EXERCISE AIM -
Please rewrite the records below with every "negative clicks" replaced by "negative points", changing nothing else, and leave the pictures out of your answer.

RECORDS FOR THIS EXERCISE -
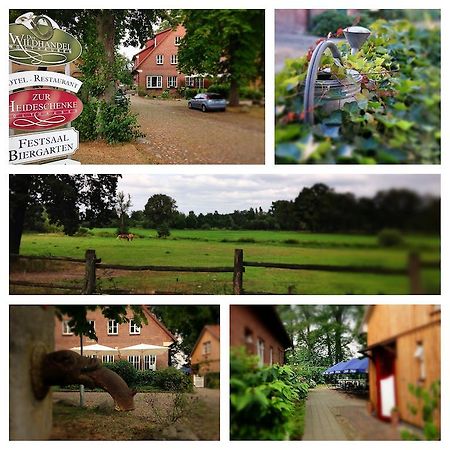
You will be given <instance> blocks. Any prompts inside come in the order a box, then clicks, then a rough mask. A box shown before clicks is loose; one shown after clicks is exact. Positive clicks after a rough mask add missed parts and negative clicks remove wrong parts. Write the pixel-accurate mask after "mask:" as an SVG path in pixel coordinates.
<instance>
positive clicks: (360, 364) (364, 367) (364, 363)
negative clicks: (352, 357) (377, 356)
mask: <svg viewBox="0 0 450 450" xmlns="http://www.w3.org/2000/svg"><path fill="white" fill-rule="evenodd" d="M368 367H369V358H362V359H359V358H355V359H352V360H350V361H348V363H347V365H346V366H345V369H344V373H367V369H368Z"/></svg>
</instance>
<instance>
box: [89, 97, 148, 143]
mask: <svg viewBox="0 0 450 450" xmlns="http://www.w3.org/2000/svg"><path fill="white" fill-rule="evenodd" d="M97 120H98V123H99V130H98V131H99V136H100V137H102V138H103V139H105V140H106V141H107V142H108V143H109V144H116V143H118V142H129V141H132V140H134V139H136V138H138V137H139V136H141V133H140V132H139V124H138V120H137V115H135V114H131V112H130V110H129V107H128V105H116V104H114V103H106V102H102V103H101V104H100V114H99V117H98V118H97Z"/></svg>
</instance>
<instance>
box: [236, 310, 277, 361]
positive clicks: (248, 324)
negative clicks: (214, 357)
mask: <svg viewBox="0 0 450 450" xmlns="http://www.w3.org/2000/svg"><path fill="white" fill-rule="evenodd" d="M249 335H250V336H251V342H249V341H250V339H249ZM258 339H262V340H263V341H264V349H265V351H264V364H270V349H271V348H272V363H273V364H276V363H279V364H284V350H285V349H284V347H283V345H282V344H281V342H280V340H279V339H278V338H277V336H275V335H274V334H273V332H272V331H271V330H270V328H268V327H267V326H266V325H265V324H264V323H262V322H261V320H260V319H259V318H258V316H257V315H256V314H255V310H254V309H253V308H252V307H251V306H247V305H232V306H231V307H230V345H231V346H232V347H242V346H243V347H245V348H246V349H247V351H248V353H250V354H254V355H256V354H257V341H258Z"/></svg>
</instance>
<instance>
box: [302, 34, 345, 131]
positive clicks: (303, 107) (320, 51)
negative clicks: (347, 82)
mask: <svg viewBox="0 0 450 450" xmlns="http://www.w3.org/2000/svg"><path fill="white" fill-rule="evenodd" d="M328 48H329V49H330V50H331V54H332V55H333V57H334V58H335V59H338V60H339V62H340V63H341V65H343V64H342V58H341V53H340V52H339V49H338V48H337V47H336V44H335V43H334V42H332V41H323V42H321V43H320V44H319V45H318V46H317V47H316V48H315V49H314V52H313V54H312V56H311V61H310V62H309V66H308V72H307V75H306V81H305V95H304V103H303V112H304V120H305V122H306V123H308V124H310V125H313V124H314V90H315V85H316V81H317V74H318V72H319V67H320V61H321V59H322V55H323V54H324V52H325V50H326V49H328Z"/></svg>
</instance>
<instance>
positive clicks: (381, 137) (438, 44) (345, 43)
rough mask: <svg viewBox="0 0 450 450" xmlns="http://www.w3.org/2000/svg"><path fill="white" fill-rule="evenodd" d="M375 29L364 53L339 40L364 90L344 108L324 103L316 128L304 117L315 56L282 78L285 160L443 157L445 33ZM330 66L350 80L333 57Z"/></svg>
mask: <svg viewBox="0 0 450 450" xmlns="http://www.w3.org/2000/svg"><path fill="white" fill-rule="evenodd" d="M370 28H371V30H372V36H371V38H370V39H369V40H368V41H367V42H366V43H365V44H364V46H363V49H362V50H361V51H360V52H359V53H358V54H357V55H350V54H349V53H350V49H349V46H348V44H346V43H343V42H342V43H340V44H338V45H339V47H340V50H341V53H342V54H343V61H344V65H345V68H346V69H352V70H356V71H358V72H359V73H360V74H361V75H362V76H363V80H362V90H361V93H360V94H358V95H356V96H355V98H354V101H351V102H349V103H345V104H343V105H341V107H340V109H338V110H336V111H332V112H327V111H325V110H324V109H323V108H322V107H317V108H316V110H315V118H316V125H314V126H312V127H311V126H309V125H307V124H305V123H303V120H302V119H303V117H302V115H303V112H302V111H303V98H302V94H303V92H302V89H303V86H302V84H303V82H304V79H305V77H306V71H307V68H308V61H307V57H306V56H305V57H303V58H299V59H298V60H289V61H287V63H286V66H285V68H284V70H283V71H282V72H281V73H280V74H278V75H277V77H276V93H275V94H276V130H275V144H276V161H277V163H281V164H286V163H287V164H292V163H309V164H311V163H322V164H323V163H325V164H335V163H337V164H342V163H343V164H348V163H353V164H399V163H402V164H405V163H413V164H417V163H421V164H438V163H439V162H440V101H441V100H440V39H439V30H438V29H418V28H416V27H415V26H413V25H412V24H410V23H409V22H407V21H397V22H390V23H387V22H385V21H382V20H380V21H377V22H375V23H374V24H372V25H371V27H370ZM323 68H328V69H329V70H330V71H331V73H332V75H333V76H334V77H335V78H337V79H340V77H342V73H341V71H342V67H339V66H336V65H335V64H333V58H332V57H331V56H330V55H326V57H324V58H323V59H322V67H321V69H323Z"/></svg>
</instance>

EXERCISE OUTPUT -
You will be given <instance> blocks. Any prompts inside come in the order a box, then clicks, then a rough mask. A box shown before clicks is loose; one shown after clicks is exact. Positive clicks after a rough mask add missed parts and negative points remove wrong parts. Write the pixel-accurate mask after "mask:" as an SVG path in pixel coordinates.
<instance>
positive clicks: (360, 364) (364, 367) (364, 363)
negative points: (352, 357) (377, 356)
mask: <svg viewBox="0 0 450 450" xmlns="http://www.w3.org/2000/svg"><path fill="white" fill-rule="evenodd" d="M368 367H369V358H362V359H359V358H355V359H352V360H350V361H348V363H347V365H346V366H345V369H344V373H367V369H368Z"/></svg>
</instance>
<instance>
box: [89, 97, 148, 143]
mask: <svg viewBox="0 0 450 450" xmlns="http://www.w3.org/2000/svg"><path fill="white" fill-rule="evenodd" d="M97 120H98V123H99V130H98V131H99V136H100V137H102V138H103V139H105V140H106V141H107V142H108V143H109V144H116V143H118V142H129V141H132V140H134V139H136V138H138V137H139V136H141V133H140V132H139V124H138V120H137V115H135V114H131V112H130V110H129V107H128V105H116V104H114V103H106V102H102V103H101V104H100V114H99V117H98V118H97Z"/></svg>
</instance>
<instance>
box: [236, 310, 277, 361]
positive clicks: (248, 324)
negative points: (214, 357)
mask: <svg viewBox="0 0 450 450" xmlns="http://www.w3.org/2000/svg"><path fill="white" fill-rule="evenodd" d="M249 335H250V336H251V342H249V341H250V339H249ZM258 339H262V340H263V341H264V349H265V351H264V364H270V349H271V348H272V363H273V364H276V363H279V364H284V350H285V349H284V347H283V345H282V344H281V342H280V340H279V339H278V338H277V336H275V335H274V334H273V332H272V331H271V330H270V328H268V327H267V326H266V325H265V324H264V323H262V322H261V320H260V319H259V318H258V316H257V315H256V314H255V310H254V309H253V308H252V307H251V306H247V305H232V306H231V307H230V345H231V346H232V347H242V346H243V347H245V348H246V349H247V351H248V353H250V354H254V355H256V354H257V341H258Z"/></svg>
</instance>
<instance>
box: [302, 34, 345, 131]
positive clicks: (303, 107) (320, 51)
negative points: (347, 82)
mask: <svg viewBox="0 0 450 450" xmlns="http://www.w3.org/2000/svg"><path fill="white" fill-rule="evenodd" d="M328 48H329V49H330V50H331V54H332V55H333V57H334V58H335V59H338V60H339V62H340V63H341V65H343V64H342V58H341V53H340V52H339V49H338V48H337V47H336V44H335V43H334V42H332V41H323V42H321V43H320V44H319V45H318V46H317V47H316V48H315V49H314V52H313V54H312V56H311V61H310V62H309V66H308V72H307V75H306V81H305V95H304V103H303V112H304V120H305V122H306V123H308V124H310V125H313V124H314V90H315V85H316V81H317V74H318V72H319V67H320V61H321V59H322V55H323V54H324V52H325V50H326V49H328Z"/></svg>
</instance>
<instance>
positive clicks: (381, 137) (438, 44) (345, 43)
rough mask: <svg viewBox="0 0 450 450" xmlns="http://www.w3.org/2000/svg"><path fill="white" fill-rule="evenodd" d="M375 29L364 53L339 40L364 90L344 108L324 103L316 128L304 117L315 56L282 78L285 160L443 157L445 33ZM330 66L350 80L333 57Z"/></svg>
mask: <svg viewBox="0 0 450 450" xmlns="http://www.w3.org/2000/svg"><path fill="white" fill-rule="evenodd" d="M370 28H371V30H372V36H371V38H370V39H369V40H368V41H367V42H366V43H365V44H364V46H363V49H362V50H361V51H360V52H359V53H358V54H357V55H350V54H349V53H350V49H349V46H348V44H346V43H343V42H342V43H340V44H338V45H339V47H340V50H341V53H342V54H343V61H344V65H345V68H346V69H352V70H356V71H358V72H359V73H360V74H361V75H362V76H363V80H362V90H361V93H360V94H358V95H356V96H355V98H354V101H351V102H349V103H345V104H343V105H341V107H340V109H338V110H336V111H332V112H327V111H325V110H324V109H323V108H322V107H317V108H316V110H315V118H316V125H314V126H312V127H311V126H309V125H307V124H305V123H303V120H302V119H303V117H302V115H303V112H302V111H303V98H302V94H303V92H302V89H303V86H302V84H303V82H304V79H305V77H306V71H307V68H308V61H307V57H306V56H305V57H303V58H299V59H298V60H289V61H287V63H286V66H285V68H284V70H283V71H282V72H281V73H280V74H278V75H277V77H276V93H275V94H276V130H275V144H276V161H277V163H281V164H286V163H287V164H292V163H309V164H311V163H322V164H323V163H325V164H335V163H337V164H342V163H343V164H348V163H353V164H399V163H402V164H405V163H413V164H417V163H421V164H438V163H439V162H440V101H441V100H440V39H439V30H438V29H418V28H416V27H415V26H413V25H412V24H410V23H409V22H407V21H397V22H390V23H387V22H385V21H382V20H380V21H377V22H375V23H374V24H372V25H371V27H370ZM323 68H328V69H329V70H330V71H331V73H332V75H333V76H334V77H335V78H337V79H340V77H342V73H341V71H342V67H339V66H336V65H335V64H333V58H332V57H331V56H330V55H326V57H324V58H323V59H322V67H321V69H323Z"/></svg>
</instance>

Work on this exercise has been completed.